Extract —
▼▼▼

When TUPE Applies to Share Sales: Exceptions to the Rule C
Consultant Perspective
Angus Menzies
Solicitor (non practising), Legal Services (Employment)
angus.menzies@
kpmg.co.uk
Felicity Weston, Assistant Manager (Employment) Richard Phillips, Senior Manager (Corporate) also contributed to this article.
Angus Menzies is a non- practising solicitor and Director at KPMG. He heads up a client facing employment law group within a growing legal services team, having previously spent 6 years with an international law firm and 5 years in the City office of a national firm. As well as working on typical employment law matters Angus works closely with KPMG’s Employment Tax and IES teams providing employment law input to tax driven arrangements like salary sacrifice and to projects with cross-border elements like global employment companies and international assignments. He has a particular interest in what constitutes a “relevant transfer” under TUPE.

▲▲▲

Source data —
▼▼▼

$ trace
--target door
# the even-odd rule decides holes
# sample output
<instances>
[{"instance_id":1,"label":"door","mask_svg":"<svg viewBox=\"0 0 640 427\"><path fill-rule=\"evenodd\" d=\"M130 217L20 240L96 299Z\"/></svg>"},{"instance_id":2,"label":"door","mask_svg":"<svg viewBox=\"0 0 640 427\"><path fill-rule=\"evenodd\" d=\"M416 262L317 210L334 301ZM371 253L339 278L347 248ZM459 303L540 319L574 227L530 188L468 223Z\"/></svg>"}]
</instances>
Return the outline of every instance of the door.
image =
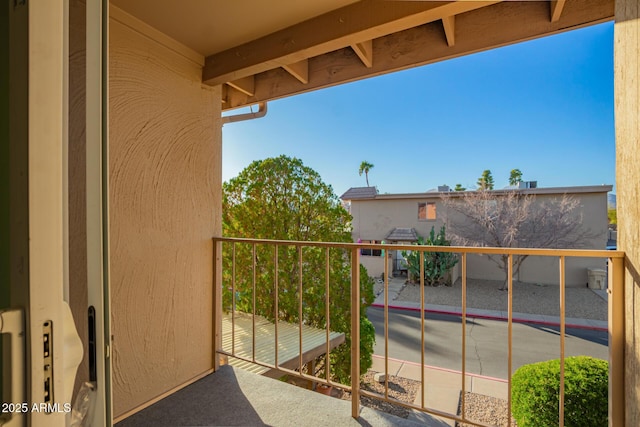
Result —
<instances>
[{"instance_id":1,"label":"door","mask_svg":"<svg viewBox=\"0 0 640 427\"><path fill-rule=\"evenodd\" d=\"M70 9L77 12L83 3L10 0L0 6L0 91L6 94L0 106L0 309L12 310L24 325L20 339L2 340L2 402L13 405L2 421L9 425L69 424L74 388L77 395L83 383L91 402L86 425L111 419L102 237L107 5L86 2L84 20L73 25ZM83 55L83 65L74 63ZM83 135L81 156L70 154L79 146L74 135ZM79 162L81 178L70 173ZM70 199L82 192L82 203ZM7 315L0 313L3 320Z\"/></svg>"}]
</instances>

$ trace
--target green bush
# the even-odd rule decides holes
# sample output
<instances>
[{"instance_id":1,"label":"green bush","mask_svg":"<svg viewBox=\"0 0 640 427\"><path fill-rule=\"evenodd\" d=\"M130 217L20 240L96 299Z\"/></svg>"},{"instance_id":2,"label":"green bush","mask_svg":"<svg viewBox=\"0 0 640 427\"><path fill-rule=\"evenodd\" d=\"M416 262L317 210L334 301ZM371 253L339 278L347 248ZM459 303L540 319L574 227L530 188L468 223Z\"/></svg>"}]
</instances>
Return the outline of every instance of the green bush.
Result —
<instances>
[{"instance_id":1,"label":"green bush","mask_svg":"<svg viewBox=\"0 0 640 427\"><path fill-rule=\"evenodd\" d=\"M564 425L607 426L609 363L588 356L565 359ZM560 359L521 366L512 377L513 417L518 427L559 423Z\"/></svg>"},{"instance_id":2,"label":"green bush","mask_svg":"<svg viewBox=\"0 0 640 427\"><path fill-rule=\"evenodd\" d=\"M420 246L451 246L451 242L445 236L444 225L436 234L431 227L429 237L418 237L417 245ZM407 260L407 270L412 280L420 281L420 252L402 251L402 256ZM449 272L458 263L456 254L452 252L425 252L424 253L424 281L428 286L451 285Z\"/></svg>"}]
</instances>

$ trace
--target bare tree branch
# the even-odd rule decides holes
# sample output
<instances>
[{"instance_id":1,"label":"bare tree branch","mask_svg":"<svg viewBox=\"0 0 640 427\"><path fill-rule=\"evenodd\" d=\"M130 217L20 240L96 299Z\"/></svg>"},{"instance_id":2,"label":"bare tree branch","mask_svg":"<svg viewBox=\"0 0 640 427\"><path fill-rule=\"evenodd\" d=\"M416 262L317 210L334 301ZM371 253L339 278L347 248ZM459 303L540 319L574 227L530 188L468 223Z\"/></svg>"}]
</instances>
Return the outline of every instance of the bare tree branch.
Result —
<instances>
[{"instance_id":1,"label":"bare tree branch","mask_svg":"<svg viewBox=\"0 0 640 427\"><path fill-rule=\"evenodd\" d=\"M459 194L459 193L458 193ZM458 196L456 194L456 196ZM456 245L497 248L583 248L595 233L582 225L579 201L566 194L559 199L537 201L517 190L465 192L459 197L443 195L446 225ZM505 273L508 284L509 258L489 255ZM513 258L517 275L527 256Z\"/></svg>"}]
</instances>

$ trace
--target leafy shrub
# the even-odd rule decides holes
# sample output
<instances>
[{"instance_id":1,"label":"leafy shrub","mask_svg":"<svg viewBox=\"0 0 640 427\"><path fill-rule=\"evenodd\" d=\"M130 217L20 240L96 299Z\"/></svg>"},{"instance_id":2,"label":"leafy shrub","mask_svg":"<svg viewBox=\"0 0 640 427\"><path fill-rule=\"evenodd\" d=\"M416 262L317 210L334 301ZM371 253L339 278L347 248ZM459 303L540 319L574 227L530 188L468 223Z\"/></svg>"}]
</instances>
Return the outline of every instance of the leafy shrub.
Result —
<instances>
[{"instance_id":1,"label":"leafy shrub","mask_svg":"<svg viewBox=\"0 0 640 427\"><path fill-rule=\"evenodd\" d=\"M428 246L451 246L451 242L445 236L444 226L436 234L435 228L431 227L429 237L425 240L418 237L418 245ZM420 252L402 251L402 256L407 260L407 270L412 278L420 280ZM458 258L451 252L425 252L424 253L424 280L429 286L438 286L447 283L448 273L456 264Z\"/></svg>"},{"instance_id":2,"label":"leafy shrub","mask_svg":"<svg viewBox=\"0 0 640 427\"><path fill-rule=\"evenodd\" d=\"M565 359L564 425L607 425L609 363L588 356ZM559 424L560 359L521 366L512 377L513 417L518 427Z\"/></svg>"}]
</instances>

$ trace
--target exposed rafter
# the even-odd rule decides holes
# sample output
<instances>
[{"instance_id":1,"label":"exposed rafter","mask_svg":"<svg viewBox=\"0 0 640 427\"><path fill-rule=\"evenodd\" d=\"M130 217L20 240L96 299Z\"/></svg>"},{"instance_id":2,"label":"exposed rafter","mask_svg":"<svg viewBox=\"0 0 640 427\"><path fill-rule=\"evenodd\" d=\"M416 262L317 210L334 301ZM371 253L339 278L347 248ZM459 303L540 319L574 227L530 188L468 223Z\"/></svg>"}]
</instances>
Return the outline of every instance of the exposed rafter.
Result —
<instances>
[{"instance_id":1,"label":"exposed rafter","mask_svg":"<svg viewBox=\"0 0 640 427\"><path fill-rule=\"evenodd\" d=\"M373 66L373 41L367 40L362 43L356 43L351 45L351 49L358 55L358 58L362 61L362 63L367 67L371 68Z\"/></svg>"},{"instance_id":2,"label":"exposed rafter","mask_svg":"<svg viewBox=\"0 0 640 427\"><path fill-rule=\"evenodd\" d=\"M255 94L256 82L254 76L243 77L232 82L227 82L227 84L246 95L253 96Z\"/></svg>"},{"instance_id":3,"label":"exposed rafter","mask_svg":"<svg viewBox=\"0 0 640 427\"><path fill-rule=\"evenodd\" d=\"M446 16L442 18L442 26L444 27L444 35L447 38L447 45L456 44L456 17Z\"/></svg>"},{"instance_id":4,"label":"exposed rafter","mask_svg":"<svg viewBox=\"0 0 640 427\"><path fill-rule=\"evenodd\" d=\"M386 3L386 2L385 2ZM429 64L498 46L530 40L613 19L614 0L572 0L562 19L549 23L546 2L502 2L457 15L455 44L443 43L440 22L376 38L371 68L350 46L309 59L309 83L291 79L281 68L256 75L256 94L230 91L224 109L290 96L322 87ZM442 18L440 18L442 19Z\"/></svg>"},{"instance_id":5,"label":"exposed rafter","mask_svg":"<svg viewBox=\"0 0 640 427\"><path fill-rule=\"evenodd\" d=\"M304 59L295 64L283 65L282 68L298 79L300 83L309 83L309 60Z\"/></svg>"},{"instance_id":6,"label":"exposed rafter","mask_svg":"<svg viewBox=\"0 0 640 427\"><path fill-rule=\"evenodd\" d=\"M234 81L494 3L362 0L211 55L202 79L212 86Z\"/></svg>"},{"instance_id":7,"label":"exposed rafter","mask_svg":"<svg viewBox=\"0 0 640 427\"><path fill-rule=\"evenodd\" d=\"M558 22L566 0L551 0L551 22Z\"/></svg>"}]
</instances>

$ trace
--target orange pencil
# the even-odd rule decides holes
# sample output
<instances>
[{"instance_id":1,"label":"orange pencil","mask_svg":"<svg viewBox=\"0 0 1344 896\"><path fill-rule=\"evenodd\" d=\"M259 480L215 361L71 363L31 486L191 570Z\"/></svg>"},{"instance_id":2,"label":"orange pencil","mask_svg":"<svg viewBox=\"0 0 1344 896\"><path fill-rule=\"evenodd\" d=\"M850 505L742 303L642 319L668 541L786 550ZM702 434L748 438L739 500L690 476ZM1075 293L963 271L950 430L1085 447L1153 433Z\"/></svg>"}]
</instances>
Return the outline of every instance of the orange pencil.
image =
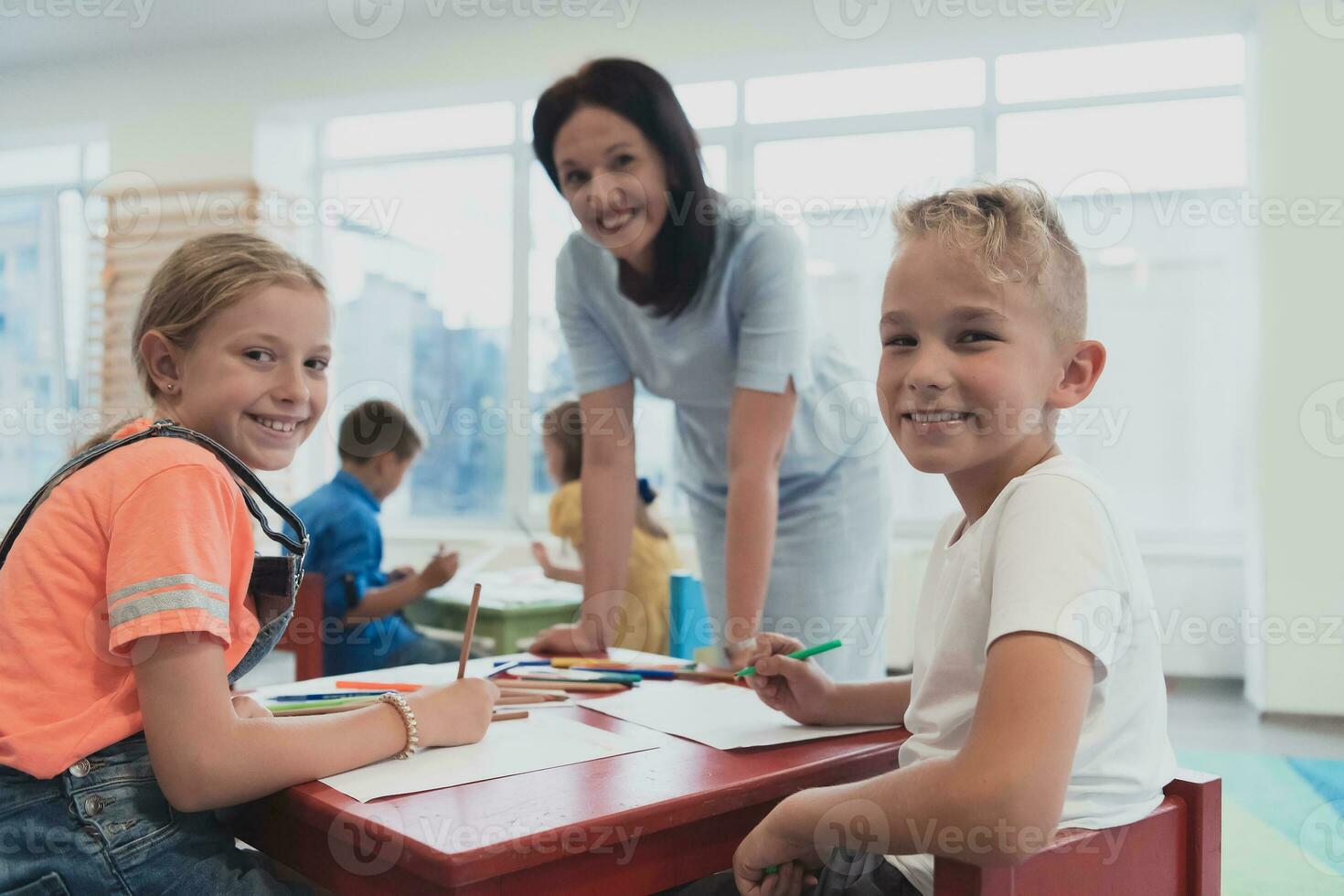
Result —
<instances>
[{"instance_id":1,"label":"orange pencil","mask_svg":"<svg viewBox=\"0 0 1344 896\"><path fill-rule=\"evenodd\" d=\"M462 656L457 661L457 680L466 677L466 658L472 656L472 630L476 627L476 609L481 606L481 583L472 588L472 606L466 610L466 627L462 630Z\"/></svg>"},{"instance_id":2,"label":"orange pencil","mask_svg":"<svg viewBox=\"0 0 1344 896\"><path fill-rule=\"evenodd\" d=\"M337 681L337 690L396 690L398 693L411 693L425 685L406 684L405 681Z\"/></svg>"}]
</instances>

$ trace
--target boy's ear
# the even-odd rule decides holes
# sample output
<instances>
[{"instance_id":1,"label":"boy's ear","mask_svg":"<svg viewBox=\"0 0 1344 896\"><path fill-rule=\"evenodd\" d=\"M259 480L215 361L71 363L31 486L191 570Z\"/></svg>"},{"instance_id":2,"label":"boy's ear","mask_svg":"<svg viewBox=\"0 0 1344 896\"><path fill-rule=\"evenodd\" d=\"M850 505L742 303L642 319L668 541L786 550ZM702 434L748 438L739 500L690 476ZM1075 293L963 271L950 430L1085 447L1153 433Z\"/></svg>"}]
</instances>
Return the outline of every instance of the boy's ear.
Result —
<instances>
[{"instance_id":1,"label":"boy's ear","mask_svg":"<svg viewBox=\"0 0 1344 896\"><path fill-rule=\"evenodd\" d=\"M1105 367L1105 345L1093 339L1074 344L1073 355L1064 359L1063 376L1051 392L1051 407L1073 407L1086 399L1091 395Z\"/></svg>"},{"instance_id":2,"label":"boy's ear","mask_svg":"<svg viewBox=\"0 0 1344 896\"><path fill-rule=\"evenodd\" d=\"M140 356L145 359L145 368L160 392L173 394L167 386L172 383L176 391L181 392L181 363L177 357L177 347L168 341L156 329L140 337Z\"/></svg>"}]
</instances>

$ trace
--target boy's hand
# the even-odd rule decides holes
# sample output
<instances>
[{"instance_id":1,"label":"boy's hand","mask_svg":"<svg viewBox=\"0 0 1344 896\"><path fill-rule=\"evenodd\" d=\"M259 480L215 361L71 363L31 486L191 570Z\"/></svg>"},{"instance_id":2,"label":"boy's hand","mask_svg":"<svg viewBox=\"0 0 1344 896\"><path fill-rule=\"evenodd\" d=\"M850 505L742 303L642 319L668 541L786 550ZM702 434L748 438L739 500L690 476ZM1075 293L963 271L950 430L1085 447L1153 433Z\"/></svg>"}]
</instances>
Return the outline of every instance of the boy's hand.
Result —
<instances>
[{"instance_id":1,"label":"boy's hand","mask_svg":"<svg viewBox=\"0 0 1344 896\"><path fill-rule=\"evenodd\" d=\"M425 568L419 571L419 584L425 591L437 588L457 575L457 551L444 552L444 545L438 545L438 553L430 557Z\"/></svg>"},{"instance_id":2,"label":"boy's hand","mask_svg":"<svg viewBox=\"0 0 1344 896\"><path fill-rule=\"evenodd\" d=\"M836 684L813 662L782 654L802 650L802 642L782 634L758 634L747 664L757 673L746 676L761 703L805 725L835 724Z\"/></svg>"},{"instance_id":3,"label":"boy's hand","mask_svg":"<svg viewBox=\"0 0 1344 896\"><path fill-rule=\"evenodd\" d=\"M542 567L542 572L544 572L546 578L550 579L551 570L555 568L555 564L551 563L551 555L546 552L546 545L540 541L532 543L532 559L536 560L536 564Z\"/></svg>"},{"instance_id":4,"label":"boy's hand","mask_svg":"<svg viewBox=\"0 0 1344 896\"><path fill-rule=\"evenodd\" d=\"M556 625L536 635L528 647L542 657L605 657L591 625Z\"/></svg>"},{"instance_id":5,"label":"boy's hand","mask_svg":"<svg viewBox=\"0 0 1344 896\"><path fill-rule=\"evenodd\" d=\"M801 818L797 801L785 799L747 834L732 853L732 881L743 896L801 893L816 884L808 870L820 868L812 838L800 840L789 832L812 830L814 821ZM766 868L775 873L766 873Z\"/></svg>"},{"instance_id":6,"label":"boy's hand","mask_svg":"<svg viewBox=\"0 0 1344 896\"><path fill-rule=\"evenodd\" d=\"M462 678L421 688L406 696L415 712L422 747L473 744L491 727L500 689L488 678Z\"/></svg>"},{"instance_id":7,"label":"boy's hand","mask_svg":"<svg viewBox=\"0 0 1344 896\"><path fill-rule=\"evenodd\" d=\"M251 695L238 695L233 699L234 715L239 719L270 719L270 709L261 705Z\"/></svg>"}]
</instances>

▲▲▲

Written tasks —
[1] Rewrite the part of the consultant profile that opens with "angus.menzies@" and closes with "to this article.", substituting "piece" for "article".
[2] Give only the number of record lines that contain the string "every".
The text and the records have nothing to do with each other.

Exercise solutions —
[1]
angus.menzies@
kpmg.co.uk
Felicity Weston, Assistant Manager (Employment) Richard Phillips, Senior Manager (Corporate) also contributed to this piece.

[2] 8